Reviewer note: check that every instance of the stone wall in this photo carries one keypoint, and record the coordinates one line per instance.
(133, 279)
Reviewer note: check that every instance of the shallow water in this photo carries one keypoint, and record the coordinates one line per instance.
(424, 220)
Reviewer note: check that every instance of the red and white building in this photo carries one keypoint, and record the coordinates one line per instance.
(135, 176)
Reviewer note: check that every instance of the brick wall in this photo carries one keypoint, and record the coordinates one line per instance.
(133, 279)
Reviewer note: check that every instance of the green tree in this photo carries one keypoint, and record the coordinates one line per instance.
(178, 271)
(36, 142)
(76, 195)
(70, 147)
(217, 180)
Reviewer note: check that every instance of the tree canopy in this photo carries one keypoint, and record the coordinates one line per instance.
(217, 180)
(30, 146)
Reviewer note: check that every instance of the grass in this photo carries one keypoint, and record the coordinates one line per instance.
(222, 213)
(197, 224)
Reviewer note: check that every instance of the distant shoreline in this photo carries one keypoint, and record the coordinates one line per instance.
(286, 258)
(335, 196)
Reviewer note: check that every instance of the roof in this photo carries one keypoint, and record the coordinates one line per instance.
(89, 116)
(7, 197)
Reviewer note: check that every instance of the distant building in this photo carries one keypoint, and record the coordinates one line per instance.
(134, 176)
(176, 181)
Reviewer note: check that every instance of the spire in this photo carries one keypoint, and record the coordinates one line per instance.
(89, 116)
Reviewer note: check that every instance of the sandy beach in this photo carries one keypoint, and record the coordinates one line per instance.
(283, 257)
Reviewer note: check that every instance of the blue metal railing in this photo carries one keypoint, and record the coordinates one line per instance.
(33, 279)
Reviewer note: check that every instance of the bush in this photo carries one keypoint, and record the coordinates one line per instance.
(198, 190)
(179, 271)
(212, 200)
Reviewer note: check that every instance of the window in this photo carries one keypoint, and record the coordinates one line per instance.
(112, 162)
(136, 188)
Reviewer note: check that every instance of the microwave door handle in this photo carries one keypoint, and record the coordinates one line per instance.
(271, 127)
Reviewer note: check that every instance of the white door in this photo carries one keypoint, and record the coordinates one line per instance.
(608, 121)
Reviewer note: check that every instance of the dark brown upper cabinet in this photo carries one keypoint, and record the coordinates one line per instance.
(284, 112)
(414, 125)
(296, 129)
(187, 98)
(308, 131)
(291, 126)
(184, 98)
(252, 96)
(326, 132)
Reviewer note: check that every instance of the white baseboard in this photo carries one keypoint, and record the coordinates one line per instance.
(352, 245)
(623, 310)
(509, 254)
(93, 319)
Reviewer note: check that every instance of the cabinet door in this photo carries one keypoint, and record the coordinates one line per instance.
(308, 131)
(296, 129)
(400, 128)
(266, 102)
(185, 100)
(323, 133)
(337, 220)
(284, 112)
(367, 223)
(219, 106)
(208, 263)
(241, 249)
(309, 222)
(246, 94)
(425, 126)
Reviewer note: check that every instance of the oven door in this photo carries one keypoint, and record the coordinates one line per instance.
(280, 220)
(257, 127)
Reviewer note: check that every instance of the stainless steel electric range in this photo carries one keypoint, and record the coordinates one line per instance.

========

§ Task directions
Give every line of the data above as a JSON array of strings, one string per line, leaving out blank lines.

§ Complete output
[
  "Reviewer note: check that every instance of the stone wall in this photo carries one keypoint, and record the coordinates one line per instance.",
  "(133, 279)",
  "Reviewer note: check that every instance of the shallow water in this photo carries one keypoint, and record the coordinates one line per instance.",
  "(424, 220)",
  "Reviewer note: check that every instance of the red and white building in this photo carries one keypoint, and record the coordinates one line per instance.",
  "(135, 176)",
  "Reviewer note: check that every instance of the brick wall in this photo carries one keypoint, and record the coordinates one line per instance.",
  "(133, 279)",
  "Reviewer note: check that every instance of the green tree in this photo carries one keypoint, and record the coordinates one line per instance.",
  "(178, 271)",
  "(36, 142)",
  "(76, 195)",
  "(70, 147)",
  "(217, 180)",
  "Reviewer note: check that every instance of the tree canopy in this photo carries one keypoint, and record the coordinates one line per instance.",
  "(217, 180)",
  "(30, 146)",
  "Reviewer note: check that every instance of the grass in this photo carries one keypoint, and record the coordinates one line per instance.",
  "(222, 213)",
  "(197, 224)",
  "Reviewer note: check that every instance of the distant shoreline in this photo carries one keypoint, and record the coordinates one line per instance.",
  "(286, 258)",
  "(335, 196)",
  "Reviewer note: check that every instance of the roof in this photo carries one keypoint, and record the coordinates one line per instance.",
  "(89, 116)",
  "(7, 197)",
  "Reviewer note: check that every instance of the distant building in this photo carries one keypoint, and record the coordinates one line per instance.",
  "(134, 176)",
  "(176, 181)",
  "Reviewer note: check that every instance of the spire in this photo carries one keypoint, and record the coordinates one line per instance.",
  "(89, 116)",
  "Reviewer note: check that every instance of the sandy beach in this photo carries one keypoint, and record the coordinates one line per instance.",
  "(283, 257)",
  "Reviewer note: check that every instance of the blue metal railing in this photo carries one keypoint, and record the coordinates one line per instance.",
  "(33, 279)",
  "Reviewer note: check that every instance of the bush in this photo carries one keypoint, and record the coordinates one line per instance.",
  "(198, 190)",
  "(179, 271)",
  "(212, 200)",
  "Reviewer note: check that every instance of the window in this photo carries one keypoint, and record the coordinates one line per instance.",
  "(112, 162)",
  "(136, 188)",
  "Reviewer note: check that every instance of the microwave door handle in this photo carries one keypoint, and record the coordinates one line per instance.",
  "(271, 127)",
  "Reviewer note: check that every instance of the white door in this photo carries one keypoint, and record the coordinates one line per instance.",
  "(608, 121)",
  "Reviewer note: check that every instance of the dark brown upper cabinet in this photo carries one keypoint, and record the coordinates one line per instance.",
  "(284, 112)",
  "(414, 125)",
  "(296, 129)",
  "(187, 98)",
  "(308, 131)",
  "(291, 126)",
  "(184, 98)",
  "(252, 96)",
  "(326, 132)",
  "Reviewer note: check that every instance of the white baseboard in this photo carries one keypoint, and record the coordinates one line per instance.",
  "(352, 245)",
  "(623, 310)",
  "(509, 254)",
  "(93, 319)",
  "Reviewer note: check that every instance of the cabinet door in this photo carries one keypoint, and record the coordinates one line per instance.",
  "(308, 131)",
  "(296, 129)",
  "(400, 128)",
  "(266, 102)",
  "(185, 100)",
  "(323, 133)",
  "(337, 220)",
  "(284, 112)",
  "(367, 223)",
  "(219, 106)",
  "(208, 263)",
  "(241, 249)",
  "(309, 222)",
  "(246, 94)",
  "(425, 126)",
  "Reviewer note: check that every instance of the oven door in this photo carries one keypoint, and record the coordinates one line per instance.",
  "(280, 220)",
  "(257, 127)",
  "Reviewer note: check that every instance of the stainless steel electric range in this photo carries one keypoint, and record the coordinates one line per instance."
]